# Task objective
Give again, exactly as they appear, only the lines from the one containing "Question. For each instance of the n95" through the last line of the material below.

********

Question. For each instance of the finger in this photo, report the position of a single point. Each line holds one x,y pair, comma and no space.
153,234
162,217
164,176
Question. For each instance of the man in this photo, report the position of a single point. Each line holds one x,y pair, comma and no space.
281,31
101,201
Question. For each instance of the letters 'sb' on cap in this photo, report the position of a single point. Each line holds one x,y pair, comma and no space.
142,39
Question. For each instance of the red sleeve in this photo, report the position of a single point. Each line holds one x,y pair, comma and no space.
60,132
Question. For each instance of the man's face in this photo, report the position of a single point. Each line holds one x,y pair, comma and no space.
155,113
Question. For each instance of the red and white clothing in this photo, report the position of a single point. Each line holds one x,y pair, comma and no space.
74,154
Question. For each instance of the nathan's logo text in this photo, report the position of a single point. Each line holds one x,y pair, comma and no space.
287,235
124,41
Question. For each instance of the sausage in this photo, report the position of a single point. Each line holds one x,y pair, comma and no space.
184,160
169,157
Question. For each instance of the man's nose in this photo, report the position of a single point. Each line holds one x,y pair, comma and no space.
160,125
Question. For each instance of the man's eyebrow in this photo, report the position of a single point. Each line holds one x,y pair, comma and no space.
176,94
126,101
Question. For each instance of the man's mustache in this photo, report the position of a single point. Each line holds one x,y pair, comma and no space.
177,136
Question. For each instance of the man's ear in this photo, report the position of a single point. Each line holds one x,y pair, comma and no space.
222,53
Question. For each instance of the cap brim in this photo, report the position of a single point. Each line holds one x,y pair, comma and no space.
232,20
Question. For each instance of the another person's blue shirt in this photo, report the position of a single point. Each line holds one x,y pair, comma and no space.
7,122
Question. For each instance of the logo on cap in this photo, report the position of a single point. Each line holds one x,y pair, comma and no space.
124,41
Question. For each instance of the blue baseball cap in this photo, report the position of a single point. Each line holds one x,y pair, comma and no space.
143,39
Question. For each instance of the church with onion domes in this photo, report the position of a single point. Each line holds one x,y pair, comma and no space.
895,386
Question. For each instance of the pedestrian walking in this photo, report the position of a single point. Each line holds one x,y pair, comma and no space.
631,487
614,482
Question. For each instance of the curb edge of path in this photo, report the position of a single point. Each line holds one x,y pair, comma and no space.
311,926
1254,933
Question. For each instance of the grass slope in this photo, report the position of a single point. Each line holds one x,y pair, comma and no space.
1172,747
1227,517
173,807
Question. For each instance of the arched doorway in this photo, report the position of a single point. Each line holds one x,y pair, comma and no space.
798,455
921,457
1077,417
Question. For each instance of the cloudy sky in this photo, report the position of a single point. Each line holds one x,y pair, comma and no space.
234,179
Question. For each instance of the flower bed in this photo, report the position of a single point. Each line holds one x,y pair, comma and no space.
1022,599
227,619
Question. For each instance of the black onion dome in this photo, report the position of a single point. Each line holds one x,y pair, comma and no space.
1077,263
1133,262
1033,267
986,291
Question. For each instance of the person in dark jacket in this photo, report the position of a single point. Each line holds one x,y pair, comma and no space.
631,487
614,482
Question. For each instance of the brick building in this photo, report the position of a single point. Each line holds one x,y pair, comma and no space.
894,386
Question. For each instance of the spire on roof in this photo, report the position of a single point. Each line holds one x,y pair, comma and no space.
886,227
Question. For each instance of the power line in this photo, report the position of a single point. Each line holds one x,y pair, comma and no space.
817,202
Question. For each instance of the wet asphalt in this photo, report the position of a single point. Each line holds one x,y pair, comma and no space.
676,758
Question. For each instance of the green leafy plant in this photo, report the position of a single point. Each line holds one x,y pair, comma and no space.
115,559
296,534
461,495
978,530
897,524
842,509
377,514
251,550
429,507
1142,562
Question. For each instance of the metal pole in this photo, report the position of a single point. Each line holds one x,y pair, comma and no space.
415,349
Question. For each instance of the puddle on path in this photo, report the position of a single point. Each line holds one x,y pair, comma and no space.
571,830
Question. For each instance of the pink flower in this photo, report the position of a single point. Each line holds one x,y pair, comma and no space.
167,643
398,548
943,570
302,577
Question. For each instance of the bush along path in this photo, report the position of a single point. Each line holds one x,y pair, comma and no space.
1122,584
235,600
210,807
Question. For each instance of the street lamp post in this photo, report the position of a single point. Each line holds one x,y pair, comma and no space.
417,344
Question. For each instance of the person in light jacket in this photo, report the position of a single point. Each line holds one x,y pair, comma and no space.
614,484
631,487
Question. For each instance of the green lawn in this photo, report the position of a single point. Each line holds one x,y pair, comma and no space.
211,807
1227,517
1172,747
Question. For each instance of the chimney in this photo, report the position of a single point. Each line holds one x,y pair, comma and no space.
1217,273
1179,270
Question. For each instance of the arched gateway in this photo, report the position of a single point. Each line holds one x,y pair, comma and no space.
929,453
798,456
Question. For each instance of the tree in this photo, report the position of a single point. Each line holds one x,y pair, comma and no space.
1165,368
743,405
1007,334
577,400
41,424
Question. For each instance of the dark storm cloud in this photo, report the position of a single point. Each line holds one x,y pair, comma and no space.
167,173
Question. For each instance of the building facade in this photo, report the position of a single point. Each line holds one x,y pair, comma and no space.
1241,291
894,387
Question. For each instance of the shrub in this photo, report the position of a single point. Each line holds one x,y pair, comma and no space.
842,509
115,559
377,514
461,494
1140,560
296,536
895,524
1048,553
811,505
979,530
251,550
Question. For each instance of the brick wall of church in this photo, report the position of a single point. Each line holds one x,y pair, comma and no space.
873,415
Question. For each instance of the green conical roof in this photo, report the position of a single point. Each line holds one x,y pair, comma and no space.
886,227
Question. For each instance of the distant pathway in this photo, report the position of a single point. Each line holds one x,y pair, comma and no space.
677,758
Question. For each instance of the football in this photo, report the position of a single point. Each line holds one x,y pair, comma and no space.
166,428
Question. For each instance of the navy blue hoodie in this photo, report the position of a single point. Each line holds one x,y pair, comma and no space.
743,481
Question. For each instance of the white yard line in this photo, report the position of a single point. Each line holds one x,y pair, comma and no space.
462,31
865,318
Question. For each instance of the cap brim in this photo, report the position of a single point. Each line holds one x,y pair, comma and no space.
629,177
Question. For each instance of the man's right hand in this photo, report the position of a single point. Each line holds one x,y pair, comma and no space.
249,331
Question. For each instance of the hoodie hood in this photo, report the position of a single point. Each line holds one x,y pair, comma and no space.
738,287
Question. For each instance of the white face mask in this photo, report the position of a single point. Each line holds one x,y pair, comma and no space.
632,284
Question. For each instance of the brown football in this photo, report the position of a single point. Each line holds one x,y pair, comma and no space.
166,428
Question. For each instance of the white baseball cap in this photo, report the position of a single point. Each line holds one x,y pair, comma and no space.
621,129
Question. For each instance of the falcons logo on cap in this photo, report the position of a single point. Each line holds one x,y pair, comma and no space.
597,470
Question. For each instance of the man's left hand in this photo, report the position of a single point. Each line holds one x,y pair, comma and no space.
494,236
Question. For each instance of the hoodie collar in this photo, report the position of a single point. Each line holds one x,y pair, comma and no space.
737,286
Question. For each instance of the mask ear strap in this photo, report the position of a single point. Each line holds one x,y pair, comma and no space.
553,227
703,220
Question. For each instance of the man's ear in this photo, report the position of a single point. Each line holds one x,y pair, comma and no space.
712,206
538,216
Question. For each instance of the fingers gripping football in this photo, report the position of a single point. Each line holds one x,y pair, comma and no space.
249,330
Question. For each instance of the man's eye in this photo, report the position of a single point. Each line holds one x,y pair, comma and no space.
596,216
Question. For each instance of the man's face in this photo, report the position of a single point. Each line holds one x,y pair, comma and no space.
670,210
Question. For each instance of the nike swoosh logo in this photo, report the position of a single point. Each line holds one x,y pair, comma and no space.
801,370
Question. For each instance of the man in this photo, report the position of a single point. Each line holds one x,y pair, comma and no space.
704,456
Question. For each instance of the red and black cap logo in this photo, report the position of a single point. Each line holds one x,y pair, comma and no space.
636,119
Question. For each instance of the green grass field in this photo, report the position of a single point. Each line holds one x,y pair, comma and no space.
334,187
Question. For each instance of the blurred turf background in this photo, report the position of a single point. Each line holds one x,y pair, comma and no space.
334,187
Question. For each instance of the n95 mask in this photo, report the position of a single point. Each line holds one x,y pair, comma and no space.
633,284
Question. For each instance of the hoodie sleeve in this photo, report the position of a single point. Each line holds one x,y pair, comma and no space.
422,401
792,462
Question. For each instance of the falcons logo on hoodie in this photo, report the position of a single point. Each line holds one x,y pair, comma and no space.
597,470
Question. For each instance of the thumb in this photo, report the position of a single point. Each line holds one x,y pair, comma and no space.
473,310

********

# Solution to this problem
Question. For each instance of the n95 mask in this photo, report the position of a single point. Each line holds one x,y pair, comma and no space.
633,284
Question. For each instance of the hoodie sleeve in this photo, report the position of a single point. Each line holds one x,y pair, comma and no space.
422,401
792,462
Question. For each instance of the falcons logo on hoodie in this photo, report the position of a single point. Each line holds one x,y pair, comma and no space.
597,470
Question. For each instance of the thumb in this photo, report the position of a single point. Each line holds one x,y pair, comma and no space.
473,310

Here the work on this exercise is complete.